The task: Could you repeat the listing exactly, leaving out the pictures?

Exercise data:
§ §
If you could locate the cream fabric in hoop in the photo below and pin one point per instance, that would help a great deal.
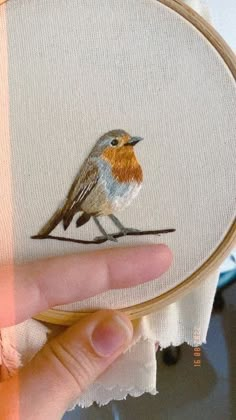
(176, 77)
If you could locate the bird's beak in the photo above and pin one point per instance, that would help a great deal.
(133, 141)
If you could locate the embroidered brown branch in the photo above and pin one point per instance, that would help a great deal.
(102, 240)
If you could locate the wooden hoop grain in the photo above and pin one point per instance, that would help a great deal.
(213, 262)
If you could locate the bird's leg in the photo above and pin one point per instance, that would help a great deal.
(122, 228)
(102, 230)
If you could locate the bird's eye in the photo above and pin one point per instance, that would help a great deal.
(114, 142)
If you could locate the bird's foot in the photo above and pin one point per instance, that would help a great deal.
(125, 231)
(107, 237)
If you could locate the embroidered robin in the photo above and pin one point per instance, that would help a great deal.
(109, 179)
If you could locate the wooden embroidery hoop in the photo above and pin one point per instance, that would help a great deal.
(60, 317)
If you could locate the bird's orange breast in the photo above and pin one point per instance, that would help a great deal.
(124, 164)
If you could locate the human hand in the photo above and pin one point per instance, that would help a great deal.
(71, 361)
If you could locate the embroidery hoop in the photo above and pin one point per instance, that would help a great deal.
(134, 312)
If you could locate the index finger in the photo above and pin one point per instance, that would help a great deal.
(33, 287)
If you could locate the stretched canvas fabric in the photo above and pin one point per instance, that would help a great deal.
(128, 64)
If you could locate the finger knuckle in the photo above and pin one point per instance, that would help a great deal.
(80, 368)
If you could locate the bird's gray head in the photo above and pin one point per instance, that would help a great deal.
(115, 139)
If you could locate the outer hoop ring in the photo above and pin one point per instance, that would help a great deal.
(210, 265)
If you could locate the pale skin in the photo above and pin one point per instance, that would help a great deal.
§ §
Problem solution:
If you could locate the cream fabric in hoop in the photo below and pin one point per instance, that would help a great deal.
(176, 77)
If you could locate the bird's beak in the photo above and pin one point per instance, that would help a great deal.
(133, 141)
If you could locate the embroidered brown branch in the photo above and pin one point per instance, that would help a great deal.
(102, 240)
If you could locate the wooden hoop grain in the photo above and pin one point per instance, that would help a great deal.
(213, 262)
If you could locate the bird's leg in the photo above and pin one point per instance, that would help a great deal.
(122, 228)
(102, 230)
If you could locate the bird's eye in the photo above and pin one point per instance, that would help a great deal.
(114, 142)
If you could locate the bird's foot in the photo above and pin one point per instance, that would help a great deal.
(125, 231)
(107, 237)
If you could locate the embroidered robin in the photo above and pin one point per instance, that would help a great deal.
(109, 179)
If you could locate the wooden embroidery hoop in the photo above and pin one point per instance, that would help a great deal.
(60, 317)
If you could locate the bird's orange breast in the photo above and pin one point per instance, that would help a great deal.
(124, 164)
If you could locate the human hand in the photo above and pin one point per instance, that would help a great deal.
(71, 361)
If you could locate the embroidery hoop in the photo above and pin one point per instance, that would help a great deal.
(134, 312)
If you could locate the index finger in the photo above and pin one point per instance, that would help a great deal.
(33, 287)
If you could locate the stretched canvas fabric in the photo above and pin one point per instance, that would help a great deal.
(128, 64)
If you could locate the finger knuckle in the photo above and pin one point per instance, that would help a great deal.
(80, 368)
If you could locate the bird's gray head in the photo above and pin one point per instance, that would help a great deal.
(115, 139)
If you could locate the outer hoop ring in the photo above and pin one point per instance, that would help a great deal.
(210, 265)
If you could locate the pale skin in the photo above and pin one point per instance, that would help a great deal.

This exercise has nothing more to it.